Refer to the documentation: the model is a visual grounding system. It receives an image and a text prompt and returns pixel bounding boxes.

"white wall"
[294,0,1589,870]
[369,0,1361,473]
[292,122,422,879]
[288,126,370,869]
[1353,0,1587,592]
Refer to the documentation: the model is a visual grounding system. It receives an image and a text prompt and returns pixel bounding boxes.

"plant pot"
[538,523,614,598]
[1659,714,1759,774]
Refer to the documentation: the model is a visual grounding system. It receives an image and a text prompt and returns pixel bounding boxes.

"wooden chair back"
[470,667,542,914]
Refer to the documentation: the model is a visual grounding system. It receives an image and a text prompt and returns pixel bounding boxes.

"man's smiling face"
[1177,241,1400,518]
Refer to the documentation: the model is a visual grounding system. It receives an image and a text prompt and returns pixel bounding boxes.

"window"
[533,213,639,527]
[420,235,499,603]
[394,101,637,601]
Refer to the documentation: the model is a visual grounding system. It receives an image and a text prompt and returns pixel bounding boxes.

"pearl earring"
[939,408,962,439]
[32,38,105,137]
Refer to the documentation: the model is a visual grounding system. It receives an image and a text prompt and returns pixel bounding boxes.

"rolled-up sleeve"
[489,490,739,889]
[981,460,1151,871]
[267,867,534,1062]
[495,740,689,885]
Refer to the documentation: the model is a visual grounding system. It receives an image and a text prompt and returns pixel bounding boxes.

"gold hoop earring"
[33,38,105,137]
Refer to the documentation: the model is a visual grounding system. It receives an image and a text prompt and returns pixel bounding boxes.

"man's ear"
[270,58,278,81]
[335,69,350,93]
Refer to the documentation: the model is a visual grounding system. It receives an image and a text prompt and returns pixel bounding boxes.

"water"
--------
What is being asked. Set down each record above without changing a single word.

Result.
Refer to the documentation: the model is a visual grounding system. It receives an image and a text prompt and returns pixel bounding boxes.

"white wall"
[294,0,1589,870]
[369,0,1361,473]
[292,122,422,879]
[288,126,370,869]
[1353,0,1587,592]
Refer to the documentation: the model is a visual grounding system. It receives an image and a text prompt and returns pixel bounding boxes.

"plant pot"
[538,523,614,598]
[1659,714,1759,774]
Refer to the documentation: the model is a visual grounding system. It receives an image and a text prompt and returns pixel bounding boxes.

"wooden chair back"
[470,667,542,914]
Refer to the documentation: the model is a visual grounding system. It receives an image and a text prompt and returns pixel bounding boxes.

"man's smiling face"
[1177,241,1400,518]
Refer to the documentation: the model is a visual grounding system. It receives an image and a text prompt and returns pixel bounding boxes.

"window"
[533,213,639,527]
[420,235,499,603]
[394,101,637,601]
Refer to the documentation: the model is a visual grounding system. It receives an image and a text prompt and returns pixel bounding boxes.

"pearl earring"
[939,408,962,439]
[32,38,105,137]
Refer to the documentation: the model is a visual grounding system. It receives an image and a text prompt and returns pixel bounding boxes.

"rolled-up sleeve"
[489,490,739,889]
[981,460,1151,871]
[267,867,534,1062]
[495,740,689,885]
Refer to the documentation: the model is a visual grounding system. It receives an image and a text prompt and returns pixel bounding boxes.

"gold hoop earring"
[33,38,105,137]
Refer to the documentation: the model is a visual grounding system. It receives an image and a text prompt and returns pixel bounding boxes.

"man's ear"
[270,58,278,81]
[335,69,350,93]
Refer to the documentation: the model is a visual grounding system. It receives an image and a text prompt and returns pixel bounding boxes.

"water"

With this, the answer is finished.